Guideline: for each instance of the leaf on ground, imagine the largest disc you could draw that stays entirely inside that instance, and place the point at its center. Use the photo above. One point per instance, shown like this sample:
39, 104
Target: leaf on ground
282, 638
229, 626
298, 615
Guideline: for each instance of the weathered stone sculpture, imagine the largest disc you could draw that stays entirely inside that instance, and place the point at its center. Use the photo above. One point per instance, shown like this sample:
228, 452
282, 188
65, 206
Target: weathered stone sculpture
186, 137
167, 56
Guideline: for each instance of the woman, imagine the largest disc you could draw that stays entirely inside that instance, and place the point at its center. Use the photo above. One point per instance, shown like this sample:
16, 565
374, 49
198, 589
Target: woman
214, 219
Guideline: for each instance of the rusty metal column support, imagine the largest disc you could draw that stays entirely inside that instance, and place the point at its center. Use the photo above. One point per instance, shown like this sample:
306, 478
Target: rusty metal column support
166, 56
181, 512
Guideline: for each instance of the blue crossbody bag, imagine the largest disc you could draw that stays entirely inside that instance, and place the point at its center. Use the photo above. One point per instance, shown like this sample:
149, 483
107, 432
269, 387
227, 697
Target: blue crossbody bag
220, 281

━━━━

» **Task brief**: Rewrite the material starting with the line containing "Guideline: for each instance of the weathered" and continuing through the end of the material, replacing "crossbody bag" with "shoulder bag" and leaving everything else unchanged.

» **The result**:
Guideline: for each instance of the weathered stone sculpture, imagine the largest disc you could draw that stays entirely inside that instance, and place the point at its center. Use the photo above. One point per instance, shown like this sample:
228, 452
282, 188
65, 206
Target: weathered stone sculpture
186, 137
167, 56
Guideline: for each instance of the woman, imagine the largest disc you could draw that stays entirely inside that instance, and place the point at its center. Use the photo above. One point per instance, shown like this sample:
16, 565
374, 49
198, 589
Target: woman
214, 219
Guideline: for each instance of the rusty metal column support, imagine the largest disc you could draw that stays entirely inside that instance, and place the point at its center. Use the photo above. One point per instance, shown like this sample:
306, 478
Target: rusty metal column support
166, 56
181, 512
Guideline: for each instance of the blue shoulder bag, imagine the largest disc you could draw that stays entirely inside that instance, and place the point at its center. Use the photo above. One point per instance, shown like this sample:
149, 483
107, 432
269, 387
227, 697
Target: blue shoulder bag
220, 281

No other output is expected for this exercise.